Activity -
Exactly the lines from the one containing "mind finding the stone" through the end of the entries, both ends included, are to be output.

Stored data

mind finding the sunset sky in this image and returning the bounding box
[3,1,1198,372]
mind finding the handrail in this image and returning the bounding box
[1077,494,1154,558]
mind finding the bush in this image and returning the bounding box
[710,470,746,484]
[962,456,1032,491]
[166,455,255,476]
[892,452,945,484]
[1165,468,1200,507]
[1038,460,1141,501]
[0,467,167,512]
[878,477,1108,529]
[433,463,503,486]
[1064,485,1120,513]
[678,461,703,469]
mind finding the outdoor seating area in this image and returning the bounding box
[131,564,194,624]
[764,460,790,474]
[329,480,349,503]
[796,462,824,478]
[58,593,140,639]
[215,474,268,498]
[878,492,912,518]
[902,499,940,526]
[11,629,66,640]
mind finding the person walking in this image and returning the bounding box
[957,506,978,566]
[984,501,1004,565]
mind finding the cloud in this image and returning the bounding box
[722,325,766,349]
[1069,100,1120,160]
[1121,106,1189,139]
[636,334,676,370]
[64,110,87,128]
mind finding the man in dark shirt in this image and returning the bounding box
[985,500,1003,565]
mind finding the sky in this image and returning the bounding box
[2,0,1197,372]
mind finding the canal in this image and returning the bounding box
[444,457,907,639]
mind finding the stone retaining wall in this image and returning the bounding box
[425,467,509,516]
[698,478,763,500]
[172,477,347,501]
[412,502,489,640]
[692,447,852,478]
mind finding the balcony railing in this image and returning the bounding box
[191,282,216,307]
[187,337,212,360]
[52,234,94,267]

Answer below -
mind finding the stone retaining wall in this image and returning the bounding box
[425,467,509,516]
[698,478,763,500]
[172,477,347,501]
[412,502,489,640]
[692,447,852,478]
mind finding the balcony railing in this image and returning the bounding box
[191,282,216,307]
[187,337,212,360]
[52,234,94,267]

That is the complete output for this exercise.